> EXERCISE BRIEF:
Nothing should change. Output the data exactly.

> DATA FOR THIS TASK:
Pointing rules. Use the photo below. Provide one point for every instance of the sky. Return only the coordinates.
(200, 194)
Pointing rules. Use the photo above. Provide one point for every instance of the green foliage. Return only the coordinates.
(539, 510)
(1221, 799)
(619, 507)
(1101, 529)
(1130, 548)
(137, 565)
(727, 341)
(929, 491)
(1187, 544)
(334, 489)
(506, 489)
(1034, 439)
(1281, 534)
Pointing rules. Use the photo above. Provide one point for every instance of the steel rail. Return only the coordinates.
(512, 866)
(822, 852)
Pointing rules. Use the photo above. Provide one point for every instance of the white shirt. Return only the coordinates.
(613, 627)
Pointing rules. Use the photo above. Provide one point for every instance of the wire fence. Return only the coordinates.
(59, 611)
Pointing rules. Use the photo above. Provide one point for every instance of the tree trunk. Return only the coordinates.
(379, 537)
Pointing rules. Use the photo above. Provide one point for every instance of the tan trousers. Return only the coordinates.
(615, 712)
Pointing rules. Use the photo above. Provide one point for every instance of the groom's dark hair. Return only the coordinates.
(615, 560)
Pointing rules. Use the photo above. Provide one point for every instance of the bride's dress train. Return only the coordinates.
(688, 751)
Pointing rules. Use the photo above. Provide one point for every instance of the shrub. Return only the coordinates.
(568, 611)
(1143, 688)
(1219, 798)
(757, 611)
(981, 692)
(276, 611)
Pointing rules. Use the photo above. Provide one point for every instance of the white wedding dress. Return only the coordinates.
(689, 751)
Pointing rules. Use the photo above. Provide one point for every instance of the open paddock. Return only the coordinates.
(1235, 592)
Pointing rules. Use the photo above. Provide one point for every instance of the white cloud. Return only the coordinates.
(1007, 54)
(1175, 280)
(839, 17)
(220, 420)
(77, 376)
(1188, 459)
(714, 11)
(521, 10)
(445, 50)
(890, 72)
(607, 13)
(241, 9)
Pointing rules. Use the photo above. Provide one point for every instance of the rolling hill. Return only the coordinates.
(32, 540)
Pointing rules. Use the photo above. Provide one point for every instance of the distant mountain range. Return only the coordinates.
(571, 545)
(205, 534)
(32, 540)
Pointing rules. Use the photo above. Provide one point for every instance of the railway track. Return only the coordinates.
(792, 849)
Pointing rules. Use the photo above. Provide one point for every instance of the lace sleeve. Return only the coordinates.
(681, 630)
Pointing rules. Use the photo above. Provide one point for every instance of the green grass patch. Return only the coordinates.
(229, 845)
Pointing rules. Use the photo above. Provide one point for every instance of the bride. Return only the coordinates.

> ANSWER SPACE:
Pointing rules. Use the photo below. Provide one point for every instance of the sky. Return only the coordinates.
(200, 194)
Pointing rules. Use the photo above. Provide one point for every instance of the green foliage. Return only the coordinates.
(539, 510)
(1221, 799)
(619, 507)
(1101, 529)
(1130, 548)
(137, 565)
(727, 341)
(929, 491)
(1187, 544)
(334, 489)
(506, 489)
(1034, 439)
(1281, 534)
Pointing rules. Use the photo above. Provide one point for every instance of the steel rail. Return only the coordinates.
(512, 866)
(822, 852)
Pointing rules. Use the photo above. Provide one point for every instance of the white shirt. Return only the coordinates.
(613, 627)
Pointing rules. Use the photo above. Provide one point for every instance of the wire fence. Return only the coordinates.
(59, 611)
Pointing rules. Use the photo above. Provide one point for every instance of the tree trunk. Return only the coordinates.
(379, 537)
Pointing rules. Use the photo above. Provide one point for every instance of the tan trousers. Return only the coordinates.
(615, 712)
Pointing rules. Use the photo above. Provide one point for every instance of the groom's dark hair. Return only the coordinates.
(615, 560)
Pointing rules. Use the photo above. Provide one point for every instance of the bride's dress train. Return only the coordinates.
(688, 751)
Pointing rules. Use the photo above. Provide one point for every instance of the shrub. Return only the coordinates.
(568, 611)
(1143, 688)
(1219, 798)
(757, 611)
(981, 692)
(276, 611)
Pointing rules. Use the photo above. Provide one point for every instance of the white wedding dress. Return only the coordinates.
(689, 751)
Pointing rules. Use the photo above. Provide one point for every instance of the open paddock. Return only the coordinates.
(1235, 592)
Pointing rules. Use the photo above. Provide one point for every instance of the white cloud. Return only the coordinates.
(1007, 54)
(1175, 280)
(839, 17)
(220, 420)
(77, 376)
(1188, 459)
(714, 11)
(521, 10)
(445, 50)
(890, 72)
(607, 13)
(241, 9)
Pointing rules. Use the photo above. Provide one point for every instance of the rolling hill. Return only the coordinates.
(32, 540)
Pointing rules. Use the photo above. Provide one point for every instance of the distant mountain range. Return only the coordinates.
(571, 545)
(205, 534)
(32, 540)
Pointing rules. Use the photo above. Provide one point for every instance of the railway track. Return only the coordinates.
(792, 849)
Pointing rules. Use the photo above. Provide one point for every instance of the lace sleeve. Return only the coordinates.
(681, 630)
Pointing rules. Use the photo above. Provide one point for every instance of the green grass patch. Return only the coordinates.
(229, 845)
Pointing rules. Use the photo above. Provide one point for every instance of the bride. Return only the coordinates.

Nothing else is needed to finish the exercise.